▶ _WHAT TO PRODUCE_
Report every line of the records below that includes the string "chimney".

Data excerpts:
--- START ---

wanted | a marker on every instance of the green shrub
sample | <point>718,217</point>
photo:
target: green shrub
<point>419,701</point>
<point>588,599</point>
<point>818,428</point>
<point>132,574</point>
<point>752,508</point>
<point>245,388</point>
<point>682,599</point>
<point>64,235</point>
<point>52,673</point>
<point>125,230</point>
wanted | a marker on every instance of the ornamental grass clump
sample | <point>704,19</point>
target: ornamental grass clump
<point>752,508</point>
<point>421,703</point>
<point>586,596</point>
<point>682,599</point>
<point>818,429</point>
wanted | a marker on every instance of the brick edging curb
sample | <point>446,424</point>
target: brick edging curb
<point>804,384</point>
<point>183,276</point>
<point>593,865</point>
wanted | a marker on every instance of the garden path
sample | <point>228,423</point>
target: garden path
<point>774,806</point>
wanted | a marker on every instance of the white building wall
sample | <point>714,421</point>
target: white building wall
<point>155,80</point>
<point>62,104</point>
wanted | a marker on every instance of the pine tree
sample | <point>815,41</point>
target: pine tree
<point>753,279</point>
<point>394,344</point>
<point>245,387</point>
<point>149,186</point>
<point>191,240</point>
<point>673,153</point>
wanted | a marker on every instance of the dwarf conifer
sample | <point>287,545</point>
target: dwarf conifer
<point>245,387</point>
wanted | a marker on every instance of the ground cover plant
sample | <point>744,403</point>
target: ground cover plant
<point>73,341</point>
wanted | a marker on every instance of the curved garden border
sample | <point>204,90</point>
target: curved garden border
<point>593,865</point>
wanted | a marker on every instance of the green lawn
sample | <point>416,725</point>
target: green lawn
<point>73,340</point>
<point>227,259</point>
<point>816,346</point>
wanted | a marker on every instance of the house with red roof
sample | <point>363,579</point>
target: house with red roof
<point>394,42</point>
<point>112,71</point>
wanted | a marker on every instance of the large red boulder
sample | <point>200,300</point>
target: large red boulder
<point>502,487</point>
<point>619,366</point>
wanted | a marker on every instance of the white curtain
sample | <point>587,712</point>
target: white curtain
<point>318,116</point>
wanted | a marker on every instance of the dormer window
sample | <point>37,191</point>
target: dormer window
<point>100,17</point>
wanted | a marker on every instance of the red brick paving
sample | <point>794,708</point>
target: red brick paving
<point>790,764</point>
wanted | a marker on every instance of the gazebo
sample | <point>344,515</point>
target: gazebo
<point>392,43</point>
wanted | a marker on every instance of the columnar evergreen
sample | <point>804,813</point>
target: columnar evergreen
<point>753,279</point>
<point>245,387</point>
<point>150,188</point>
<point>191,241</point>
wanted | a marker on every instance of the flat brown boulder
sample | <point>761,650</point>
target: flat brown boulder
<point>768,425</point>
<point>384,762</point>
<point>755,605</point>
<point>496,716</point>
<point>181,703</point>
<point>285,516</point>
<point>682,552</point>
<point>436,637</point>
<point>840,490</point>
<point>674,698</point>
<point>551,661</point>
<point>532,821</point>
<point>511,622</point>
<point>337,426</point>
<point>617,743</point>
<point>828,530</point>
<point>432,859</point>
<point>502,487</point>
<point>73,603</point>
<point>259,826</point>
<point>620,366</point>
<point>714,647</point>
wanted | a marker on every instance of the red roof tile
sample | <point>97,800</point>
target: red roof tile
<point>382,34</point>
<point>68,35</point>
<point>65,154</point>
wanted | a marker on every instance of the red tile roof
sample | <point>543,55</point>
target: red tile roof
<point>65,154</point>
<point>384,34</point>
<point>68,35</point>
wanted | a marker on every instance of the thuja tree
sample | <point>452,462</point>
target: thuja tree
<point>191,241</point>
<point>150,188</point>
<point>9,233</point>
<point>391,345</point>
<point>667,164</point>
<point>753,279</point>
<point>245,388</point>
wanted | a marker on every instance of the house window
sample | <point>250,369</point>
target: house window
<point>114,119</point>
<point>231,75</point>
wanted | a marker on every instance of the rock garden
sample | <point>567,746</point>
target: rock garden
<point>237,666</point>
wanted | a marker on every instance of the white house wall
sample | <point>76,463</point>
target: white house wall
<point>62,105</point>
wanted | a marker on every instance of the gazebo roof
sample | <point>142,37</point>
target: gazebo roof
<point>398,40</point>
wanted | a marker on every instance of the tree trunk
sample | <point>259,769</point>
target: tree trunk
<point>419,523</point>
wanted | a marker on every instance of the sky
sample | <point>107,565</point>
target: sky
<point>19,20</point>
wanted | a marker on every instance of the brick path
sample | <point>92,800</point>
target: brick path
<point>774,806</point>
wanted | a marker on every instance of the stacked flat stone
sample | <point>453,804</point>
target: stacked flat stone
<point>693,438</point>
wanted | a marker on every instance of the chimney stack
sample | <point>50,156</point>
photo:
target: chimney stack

--- END ---
--- START ---

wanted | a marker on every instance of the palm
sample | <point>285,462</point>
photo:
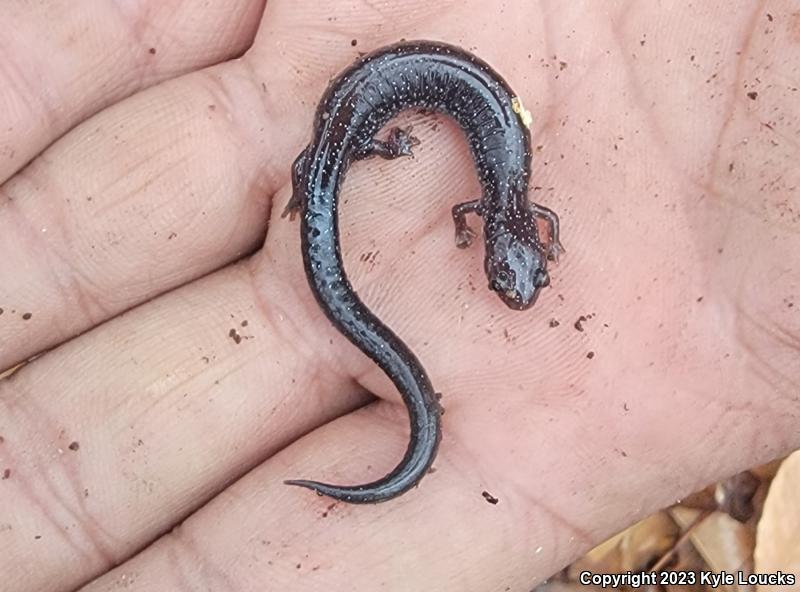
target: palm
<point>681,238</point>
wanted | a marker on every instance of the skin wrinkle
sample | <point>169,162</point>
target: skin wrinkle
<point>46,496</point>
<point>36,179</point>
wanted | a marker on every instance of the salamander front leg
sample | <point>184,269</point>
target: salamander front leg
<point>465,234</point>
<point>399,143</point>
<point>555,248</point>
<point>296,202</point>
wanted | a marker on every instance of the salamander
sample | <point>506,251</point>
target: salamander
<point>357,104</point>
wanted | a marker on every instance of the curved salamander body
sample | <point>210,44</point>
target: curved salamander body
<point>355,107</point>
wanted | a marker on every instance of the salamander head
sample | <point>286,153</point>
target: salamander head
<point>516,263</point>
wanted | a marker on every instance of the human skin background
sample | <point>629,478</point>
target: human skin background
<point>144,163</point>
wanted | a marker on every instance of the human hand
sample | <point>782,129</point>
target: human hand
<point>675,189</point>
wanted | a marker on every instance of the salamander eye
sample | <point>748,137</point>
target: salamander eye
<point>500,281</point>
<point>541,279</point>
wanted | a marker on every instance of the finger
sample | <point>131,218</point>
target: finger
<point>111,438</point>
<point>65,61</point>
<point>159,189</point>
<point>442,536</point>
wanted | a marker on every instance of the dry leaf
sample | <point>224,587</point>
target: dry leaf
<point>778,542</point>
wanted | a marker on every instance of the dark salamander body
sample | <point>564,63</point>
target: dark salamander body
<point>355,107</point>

--- END ---

▶ _RESPONSE TO THE TASK_
wanted | a marker on every instance of the chimney stack
target: chimney stack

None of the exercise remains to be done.